Exercise aim: Without including any image, retype the records word for word.

Information shown:
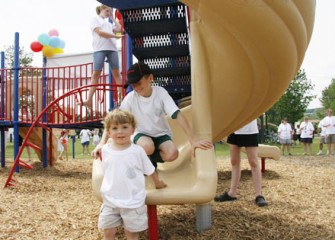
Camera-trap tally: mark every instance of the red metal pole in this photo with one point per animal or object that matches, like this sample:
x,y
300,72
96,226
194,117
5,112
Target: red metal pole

Response for this exercise:
Camera-trap tally: mark every instance of the red metal pole in this photo with one point per animal or object that matches, like this sample:
x,y
300,72
96,226
194,117
5,112
Target: red metal pole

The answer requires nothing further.